▸ **Exercise**
All lines from the opening of the entries below through the line containing "box: [366, 155, 446, 435]" must be output exactly as they appear, with no other lines.

(Stored dataset items)
■ ■ ■ ■

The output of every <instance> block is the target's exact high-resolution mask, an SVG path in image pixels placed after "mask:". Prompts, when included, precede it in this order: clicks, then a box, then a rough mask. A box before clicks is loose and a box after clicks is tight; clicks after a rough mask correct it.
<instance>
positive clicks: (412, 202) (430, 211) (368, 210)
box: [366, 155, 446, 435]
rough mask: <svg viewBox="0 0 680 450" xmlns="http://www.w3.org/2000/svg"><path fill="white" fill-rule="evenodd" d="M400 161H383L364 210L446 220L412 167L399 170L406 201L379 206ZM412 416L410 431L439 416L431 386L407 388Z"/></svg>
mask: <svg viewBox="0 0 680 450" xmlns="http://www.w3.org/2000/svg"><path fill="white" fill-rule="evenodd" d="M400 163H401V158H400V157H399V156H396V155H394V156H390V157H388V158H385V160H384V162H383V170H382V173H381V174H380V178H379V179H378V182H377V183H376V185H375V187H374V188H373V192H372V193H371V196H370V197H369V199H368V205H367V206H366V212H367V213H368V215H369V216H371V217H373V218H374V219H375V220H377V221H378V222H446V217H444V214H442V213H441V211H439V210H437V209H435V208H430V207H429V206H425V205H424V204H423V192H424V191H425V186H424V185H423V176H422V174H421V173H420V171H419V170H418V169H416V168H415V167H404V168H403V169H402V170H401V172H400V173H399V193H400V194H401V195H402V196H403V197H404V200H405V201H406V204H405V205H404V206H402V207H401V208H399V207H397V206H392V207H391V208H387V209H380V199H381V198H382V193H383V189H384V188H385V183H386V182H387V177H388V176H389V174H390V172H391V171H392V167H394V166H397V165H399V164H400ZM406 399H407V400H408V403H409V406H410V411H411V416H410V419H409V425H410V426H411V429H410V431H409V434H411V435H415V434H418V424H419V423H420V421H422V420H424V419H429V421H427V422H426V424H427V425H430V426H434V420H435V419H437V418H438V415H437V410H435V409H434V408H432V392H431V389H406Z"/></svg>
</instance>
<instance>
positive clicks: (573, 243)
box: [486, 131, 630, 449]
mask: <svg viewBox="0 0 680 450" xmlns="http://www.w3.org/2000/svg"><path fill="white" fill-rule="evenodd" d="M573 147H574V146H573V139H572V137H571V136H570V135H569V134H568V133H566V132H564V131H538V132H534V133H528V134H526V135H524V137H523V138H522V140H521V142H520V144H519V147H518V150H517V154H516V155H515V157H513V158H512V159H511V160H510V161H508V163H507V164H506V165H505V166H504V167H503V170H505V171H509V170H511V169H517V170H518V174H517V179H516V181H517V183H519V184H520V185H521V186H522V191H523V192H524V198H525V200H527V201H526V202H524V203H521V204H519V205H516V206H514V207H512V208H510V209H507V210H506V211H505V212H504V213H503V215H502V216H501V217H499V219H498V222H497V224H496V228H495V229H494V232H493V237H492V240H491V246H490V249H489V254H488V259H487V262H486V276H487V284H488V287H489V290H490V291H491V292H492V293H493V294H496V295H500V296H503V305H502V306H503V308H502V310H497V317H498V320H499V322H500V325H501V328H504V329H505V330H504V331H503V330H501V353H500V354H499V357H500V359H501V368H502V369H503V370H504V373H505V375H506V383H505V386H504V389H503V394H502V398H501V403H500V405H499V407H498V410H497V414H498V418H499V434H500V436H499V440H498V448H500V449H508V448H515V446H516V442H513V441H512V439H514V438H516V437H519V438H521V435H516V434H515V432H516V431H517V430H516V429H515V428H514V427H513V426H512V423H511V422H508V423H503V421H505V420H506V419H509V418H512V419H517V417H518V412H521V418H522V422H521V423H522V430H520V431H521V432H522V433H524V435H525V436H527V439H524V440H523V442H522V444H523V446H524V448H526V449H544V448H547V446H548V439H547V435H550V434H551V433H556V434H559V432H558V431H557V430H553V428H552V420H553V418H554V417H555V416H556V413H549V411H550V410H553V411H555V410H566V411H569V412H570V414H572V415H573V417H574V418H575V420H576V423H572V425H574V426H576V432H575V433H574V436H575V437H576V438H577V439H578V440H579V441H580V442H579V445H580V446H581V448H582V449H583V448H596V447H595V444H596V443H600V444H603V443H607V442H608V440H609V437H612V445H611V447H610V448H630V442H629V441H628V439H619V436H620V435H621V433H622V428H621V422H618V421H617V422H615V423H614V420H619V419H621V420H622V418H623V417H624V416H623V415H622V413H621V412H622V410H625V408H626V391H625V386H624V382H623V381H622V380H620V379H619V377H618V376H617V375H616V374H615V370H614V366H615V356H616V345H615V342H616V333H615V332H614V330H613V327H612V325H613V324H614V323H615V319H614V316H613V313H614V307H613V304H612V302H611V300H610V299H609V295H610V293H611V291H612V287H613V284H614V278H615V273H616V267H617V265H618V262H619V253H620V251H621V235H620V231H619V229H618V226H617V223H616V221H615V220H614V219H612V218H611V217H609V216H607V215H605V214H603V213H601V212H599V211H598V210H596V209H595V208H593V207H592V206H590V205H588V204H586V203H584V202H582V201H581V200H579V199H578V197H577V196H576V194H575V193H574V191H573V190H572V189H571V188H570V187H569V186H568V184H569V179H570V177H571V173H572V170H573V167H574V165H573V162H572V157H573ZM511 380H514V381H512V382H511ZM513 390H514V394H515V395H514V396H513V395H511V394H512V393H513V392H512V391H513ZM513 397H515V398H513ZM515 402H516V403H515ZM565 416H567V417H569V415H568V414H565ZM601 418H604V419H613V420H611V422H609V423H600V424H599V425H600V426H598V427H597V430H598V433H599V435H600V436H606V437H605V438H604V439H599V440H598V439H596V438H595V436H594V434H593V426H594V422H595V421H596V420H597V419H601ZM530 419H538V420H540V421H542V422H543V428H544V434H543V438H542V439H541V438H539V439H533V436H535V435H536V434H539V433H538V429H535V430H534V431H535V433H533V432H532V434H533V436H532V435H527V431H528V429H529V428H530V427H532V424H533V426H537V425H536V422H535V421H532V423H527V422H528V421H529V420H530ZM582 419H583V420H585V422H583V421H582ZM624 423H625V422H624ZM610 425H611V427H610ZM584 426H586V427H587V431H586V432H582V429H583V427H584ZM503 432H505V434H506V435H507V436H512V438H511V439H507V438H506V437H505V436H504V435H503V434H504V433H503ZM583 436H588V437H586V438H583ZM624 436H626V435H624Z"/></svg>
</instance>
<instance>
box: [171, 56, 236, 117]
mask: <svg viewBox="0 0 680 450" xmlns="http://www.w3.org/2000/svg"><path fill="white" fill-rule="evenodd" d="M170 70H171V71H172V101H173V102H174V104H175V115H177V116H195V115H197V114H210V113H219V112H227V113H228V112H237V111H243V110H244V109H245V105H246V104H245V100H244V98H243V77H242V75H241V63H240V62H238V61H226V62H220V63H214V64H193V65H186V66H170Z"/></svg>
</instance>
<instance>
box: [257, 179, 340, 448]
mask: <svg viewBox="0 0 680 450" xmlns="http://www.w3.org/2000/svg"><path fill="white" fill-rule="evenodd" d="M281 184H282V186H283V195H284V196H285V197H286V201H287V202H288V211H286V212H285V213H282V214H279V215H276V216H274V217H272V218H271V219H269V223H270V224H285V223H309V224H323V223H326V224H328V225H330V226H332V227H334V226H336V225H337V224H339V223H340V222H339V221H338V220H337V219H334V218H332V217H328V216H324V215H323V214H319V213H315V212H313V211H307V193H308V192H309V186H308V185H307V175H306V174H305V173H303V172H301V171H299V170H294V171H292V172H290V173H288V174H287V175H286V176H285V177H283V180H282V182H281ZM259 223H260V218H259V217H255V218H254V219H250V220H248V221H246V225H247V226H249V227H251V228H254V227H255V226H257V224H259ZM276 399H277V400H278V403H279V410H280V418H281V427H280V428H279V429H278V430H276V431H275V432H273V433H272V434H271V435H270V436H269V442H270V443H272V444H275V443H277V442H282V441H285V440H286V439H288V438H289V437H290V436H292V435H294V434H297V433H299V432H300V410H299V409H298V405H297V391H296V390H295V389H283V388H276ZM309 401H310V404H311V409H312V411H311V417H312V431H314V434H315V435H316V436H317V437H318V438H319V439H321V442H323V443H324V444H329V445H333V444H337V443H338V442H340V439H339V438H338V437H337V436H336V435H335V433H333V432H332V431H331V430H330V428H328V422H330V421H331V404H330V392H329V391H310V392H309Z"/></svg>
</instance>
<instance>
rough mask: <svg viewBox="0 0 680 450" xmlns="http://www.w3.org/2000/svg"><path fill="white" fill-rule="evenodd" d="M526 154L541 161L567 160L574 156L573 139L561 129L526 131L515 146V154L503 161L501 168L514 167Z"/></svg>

■ ■ ■ ■

▸ **Answer to the exercise**
The output of every <instance> block is the target's exact high-resolution mask, an SVG path in image pixels placed after "mask:". Prompts, when included, precede it in this order: clicks, then a box, then a rough mask. A box before clicks is loose and a box after clicks is tight; clicks after a rough mask correct it.
<instance>
positive clicks: (412, 202) (430, 211) (368, 210)
box: [366, 155, 446, 435]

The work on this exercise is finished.